**Do this**
Add 117 to each number in the point coordinates in the part of the rows that runs from their start through the line containing "(1131, 359)". Write out every line of that part again, including the lines that have no coordinates.

━━━ Dataset records

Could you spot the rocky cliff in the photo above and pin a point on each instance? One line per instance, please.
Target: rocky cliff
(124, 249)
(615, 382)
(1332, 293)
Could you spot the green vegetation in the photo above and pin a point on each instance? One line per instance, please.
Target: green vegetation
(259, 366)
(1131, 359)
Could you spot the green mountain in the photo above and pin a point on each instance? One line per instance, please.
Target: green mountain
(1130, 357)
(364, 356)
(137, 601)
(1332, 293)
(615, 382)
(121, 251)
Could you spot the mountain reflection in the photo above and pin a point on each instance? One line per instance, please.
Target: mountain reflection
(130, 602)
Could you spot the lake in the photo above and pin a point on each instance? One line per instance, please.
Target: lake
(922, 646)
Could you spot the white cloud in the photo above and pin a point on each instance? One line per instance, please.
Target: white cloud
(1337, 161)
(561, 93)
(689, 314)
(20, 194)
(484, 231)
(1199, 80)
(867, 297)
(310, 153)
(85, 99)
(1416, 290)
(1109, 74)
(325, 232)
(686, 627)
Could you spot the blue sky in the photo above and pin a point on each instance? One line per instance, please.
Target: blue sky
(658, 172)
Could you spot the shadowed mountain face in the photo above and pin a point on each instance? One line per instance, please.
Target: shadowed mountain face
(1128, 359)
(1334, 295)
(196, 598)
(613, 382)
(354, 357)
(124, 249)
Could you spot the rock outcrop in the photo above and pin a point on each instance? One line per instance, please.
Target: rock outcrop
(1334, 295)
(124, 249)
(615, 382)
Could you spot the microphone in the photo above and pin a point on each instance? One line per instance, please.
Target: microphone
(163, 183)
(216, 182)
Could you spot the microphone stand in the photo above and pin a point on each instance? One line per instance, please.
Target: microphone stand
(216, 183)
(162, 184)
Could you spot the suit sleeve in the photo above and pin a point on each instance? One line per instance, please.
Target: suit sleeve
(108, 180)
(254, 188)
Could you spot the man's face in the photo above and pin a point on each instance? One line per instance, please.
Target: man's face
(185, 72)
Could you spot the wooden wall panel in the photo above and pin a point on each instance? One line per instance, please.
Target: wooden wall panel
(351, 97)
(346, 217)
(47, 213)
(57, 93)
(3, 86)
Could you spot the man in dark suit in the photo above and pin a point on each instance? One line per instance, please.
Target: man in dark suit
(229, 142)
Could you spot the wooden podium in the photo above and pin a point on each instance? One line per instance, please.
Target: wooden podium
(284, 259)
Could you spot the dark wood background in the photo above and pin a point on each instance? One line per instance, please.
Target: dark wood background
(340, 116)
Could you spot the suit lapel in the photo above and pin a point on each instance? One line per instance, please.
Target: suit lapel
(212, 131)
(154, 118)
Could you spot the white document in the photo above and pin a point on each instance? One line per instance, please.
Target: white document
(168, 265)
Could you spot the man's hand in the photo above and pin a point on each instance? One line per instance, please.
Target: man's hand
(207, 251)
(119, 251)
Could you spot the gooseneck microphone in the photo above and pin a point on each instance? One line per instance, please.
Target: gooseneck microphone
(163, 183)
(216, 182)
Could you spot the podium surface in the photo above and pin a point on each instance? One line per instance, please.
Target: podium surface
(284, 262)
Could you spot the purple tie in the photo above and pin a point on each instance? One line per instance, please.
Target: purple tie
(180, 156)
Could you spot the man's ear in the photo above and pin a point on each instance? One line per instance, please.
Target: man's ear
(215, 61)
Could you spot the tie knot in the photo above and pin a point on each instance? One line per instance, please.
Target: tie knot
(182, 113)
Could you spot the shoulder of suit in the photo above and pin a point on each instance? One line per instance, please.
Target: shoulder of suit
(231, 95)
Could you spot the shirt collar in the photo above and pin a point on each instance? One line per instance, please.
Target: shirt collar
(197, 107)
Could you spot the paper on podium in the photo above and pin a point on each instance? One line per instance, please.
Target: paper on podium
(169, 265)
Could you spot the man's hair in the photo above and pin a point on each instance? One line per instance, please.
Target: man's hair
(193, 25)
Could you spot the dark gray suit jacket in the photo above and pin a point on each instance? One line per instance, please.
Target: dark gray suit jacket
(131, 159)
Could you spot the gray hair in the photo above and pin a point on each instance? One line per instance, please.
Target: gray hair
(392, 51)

━━━━━━

**Full answer**
Could you spot the rocky cliff in the photo above and pin a point on each instance? One line per instance, please.
Target: rocky cliff
(241, 366)
(732, 499)
(1449, 410)
Could you spot the green vegetation in the photo above and pin a point on each instance? One line per instance, please.
Target: green vegetation
(376, 483)
(1248, 476)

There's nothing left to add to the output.